▶ SET TASK 1
In the film summary, change "feature film" to "motion picture" and write out the part from "The Great Actor" to "a feature film.".
▶ SET TASK 2
Answer these questions about the film summary:
(a) Who directed the film?
(b) What part is Jang Sung-pil playing in a children's play?
(c) For what character does Cannes Park hold an audition?
▶ SET TASK 3
Pick up the summary of the film The Great Actor where it ends and keep writing it.

▶ PASSAGE GIVEN

===============

The Great Actor (Korean: 대배우; RR: Daebaewoo) is a 2016 South Korean film directed by Seok Min-woo and starring Oh Dal-su. It marked Oh's first starring role in a feature film.

Plot 
Stage actor Jang Sung-pil (Oh Dal-su) has performed in minor roles for 20 years and is currently playing the part of a dog in a children's play, but he dreams of becoming a great actor. As he watches fellow performer Sul Gang-sik (Yoon Je-moon), who used to act with him before making it big, Sung-pil believes that his dream is still possible. His hopes rise when world-famous director Cannes Park holds an audition for the character of a priest in his new film Devil’s Blood. When Sung-pil is accused of being an incompetent father and husband, he claims that he will be performing in the Cannes Park movie with Sul Gang-sik. To turn his lies into truth, Sung-pil embarks on a desperate journey to stardom, using every means possible.

===============

▶ SUPPLIED RECORDS
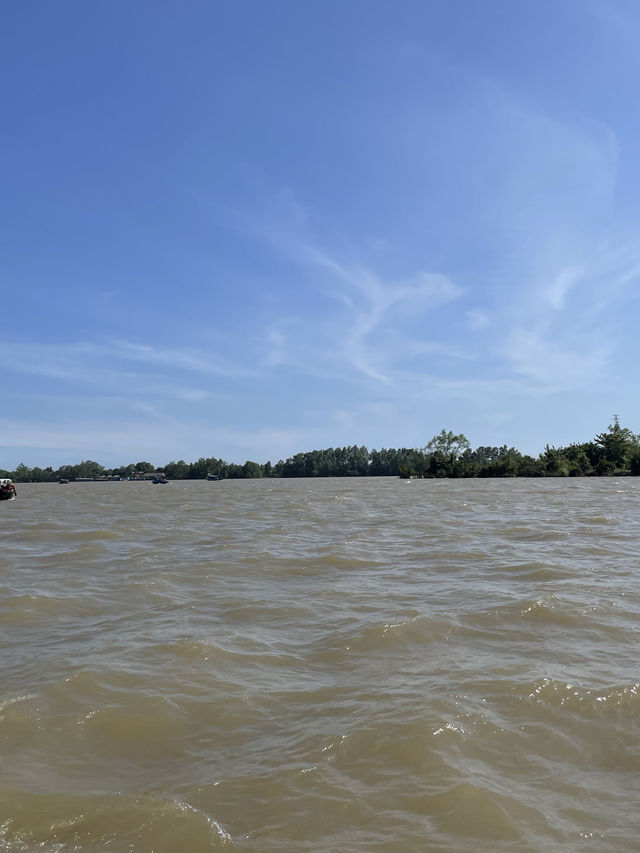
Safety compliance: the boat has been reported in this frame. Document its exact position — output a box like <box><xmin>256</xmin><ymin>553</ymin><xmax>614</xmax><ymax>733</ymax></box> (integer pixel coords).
<box><xmin>0</xmin><ymin>477</ymin><xmax>18</xmax><ymax>501</ymax></box>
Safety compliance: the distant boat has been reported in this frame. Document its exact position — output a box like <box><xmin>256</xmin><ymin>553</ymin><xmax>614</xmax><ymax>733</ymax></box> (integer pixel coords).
<box><xmin>0</xmin><ymin>477</ymin><xmax>18</xmax><ymax>501</ymax></box>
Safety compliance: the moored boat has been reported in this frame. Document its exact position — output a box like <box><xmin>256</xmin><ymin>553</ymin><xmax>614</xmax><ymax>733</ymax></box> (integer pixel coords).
<box><xmin>0</xmin><ymin>477</ymin><xmax>17</xmax><ymax>501</ymax></box>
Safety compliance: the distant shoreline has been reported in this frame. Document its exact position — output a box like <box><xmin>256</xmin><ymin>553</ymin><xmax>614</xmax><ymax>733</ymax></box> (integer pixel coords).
<box><xmin>0</xmin><ymin>416</ymin><xmax>640</xmax><ymax>483</ymax></box>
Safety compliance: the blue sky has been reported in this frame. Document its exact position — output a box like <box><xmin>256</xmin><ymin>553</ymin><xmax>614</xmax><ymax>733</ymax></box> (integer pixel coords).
<box><xmin>0</xmin><ymin>0</ymin><xmax>640</xmax><ymax>468</ymax></box>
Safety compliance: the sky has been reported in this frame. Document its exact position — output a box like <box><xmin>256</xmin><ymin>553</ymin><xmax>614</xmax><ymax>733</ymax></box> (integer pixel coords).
<box><xmin>0</xmin><ymin>0</ymin><xmax>640</xmax><ymax>470</ymax></box>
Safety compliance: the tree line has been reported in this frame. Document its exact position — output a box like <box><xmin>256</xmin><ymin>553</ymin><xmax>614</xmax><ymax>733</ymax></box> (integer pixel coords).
<box><xmin>5</xmin><ymin>415</ymin><xmax>640</xmax><ymax>482</ymax></box>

===============

▶ WRITTEN REPLY 1
The Great Actor (Korean: 대배우; RR: Daebaewoo) is a 2016 South Korean film directed by Seok Min-woo and starring Oh Dal-su. It marked Oh's first starring role in a motion picture.

▶ WRITTEN REPLY 2
(a) Seok Min-woo
(b) A dog
(c) A priest

▶ WRITTEN REPLY 3
Cast 
 Oh Dal-su as  Jang Sung-pil
 Yoon Je-moon as  Sul Gang-sik
 Lee Geung-young as Cannes Park
 Jin Kyung as Ji-young
 Ko Woo-rim as Kang Won-suk
 Choi Byung-mo as the director
 Kang Shin-il as Dae-ho
 Kim Chul-moo as Kyung-hee
 Park Ji-hwan as Seung-ji
 Ha Ji-eun as Young-suk

Release & Reception 

The film opened on March 30, 2016, topping the box office among domestic films and taking third place overall, just behind American films Zootopia and Batman vs. Superman. The film received mixed reviews, with most critics praising the performances and the story's unexpected depth.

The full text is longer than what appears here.